___ GIVEN DATA ___
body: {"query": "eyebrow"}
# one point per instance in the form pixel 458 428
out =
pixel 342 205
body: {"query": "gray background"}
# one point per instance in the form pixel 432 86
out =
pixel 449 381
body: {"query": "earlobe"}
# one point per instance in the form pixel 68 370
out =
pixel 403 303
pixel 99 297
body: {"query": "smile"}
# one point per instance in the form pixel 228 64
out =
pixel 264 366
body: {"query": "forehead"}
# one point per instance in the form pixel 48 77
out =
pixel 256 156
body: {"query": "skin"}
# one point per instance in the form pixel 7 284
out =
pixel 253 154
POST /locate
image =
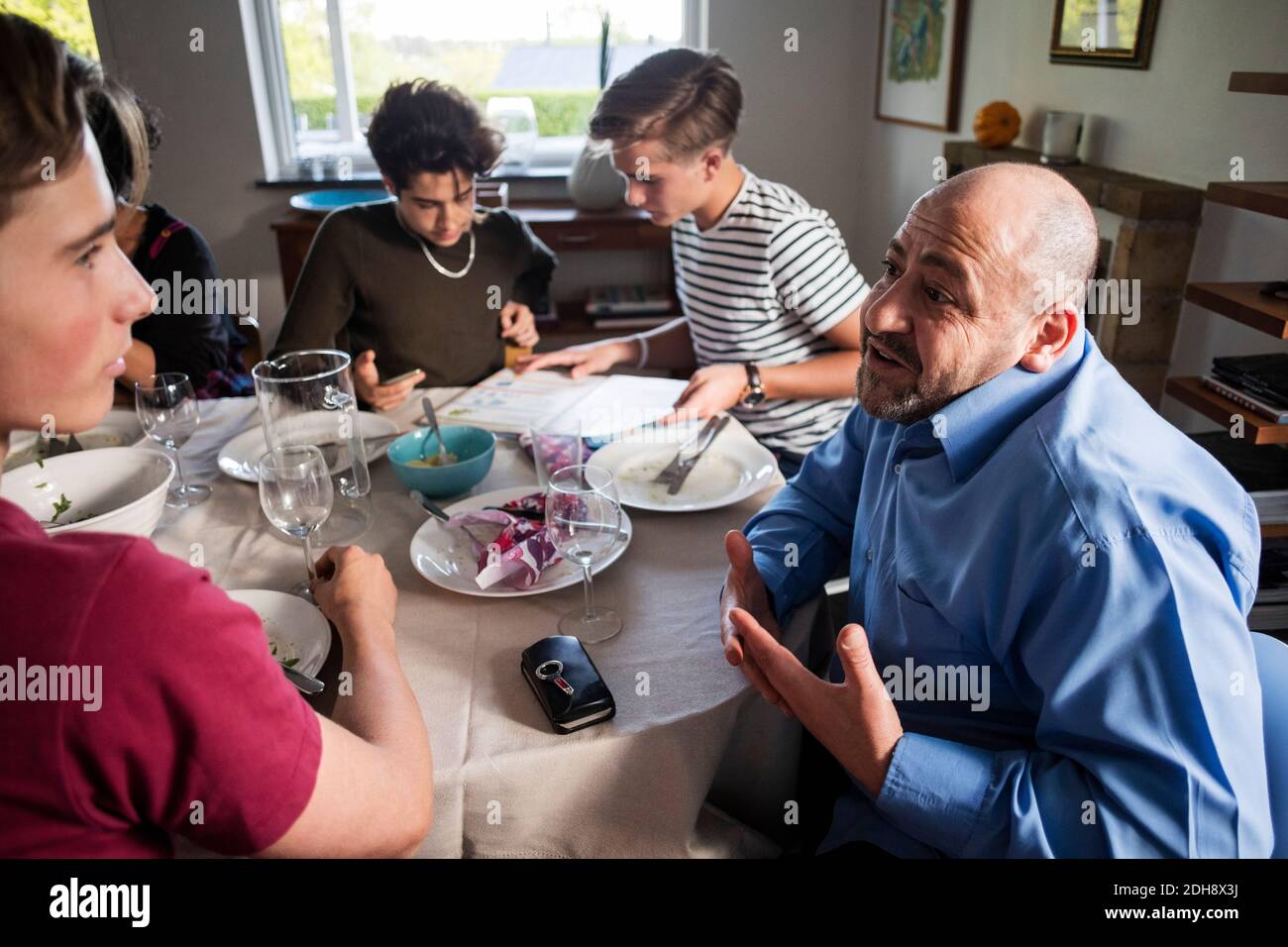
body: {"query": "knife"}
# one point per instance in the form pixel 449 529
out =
pixel 671 470
pixel 687 467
___
* **INSTRUCTIONS FOR THE TASK**
Convert every line of the rows above into a JSON list of strings, one string per line, skipping blank lines and leaving out the pictures.

* **SOLUTION**
[
  "body: {\"query\": \"eyebrow\"}",
  "# one point per instance in the form pixel 458 428",
  "out =",
  "pixel 342 205",
  "body: {\"query\": \"gray background\"}",
  "# one point per instance in the form pixel 432 86",
  "out =",
  "pixel 449 381",
  "body: {\"query\": \"earlobe\"}",
  "# one point per instance in the form pixel 68 370",
  "out =",
  "pixel 403 303",
  "pixel 99 297",
  "body: {\"query\": \"smile\"}",
  "# one point per instance in the form pixel 228 64",
  "out =",
  "pixel 264 366",
  "body: {\"query\": \"forehead\"}",
  "# one point per instance in the form pixel 48 77",
  "out =",
  "pixel 256 156",
  "body: {\"query\": \"skin\"}",
  "# one point per instance in the form pixel 7 284",
  "out =",
  "pixel 253 154",
  "POST /locate",
  "image =",
  "body: {\"query\": \"knife\"}",
  "# one point per instance in the form pixel 449 529",
  "out =",
  "pixel 671 470",
  "pixel 687 467"
]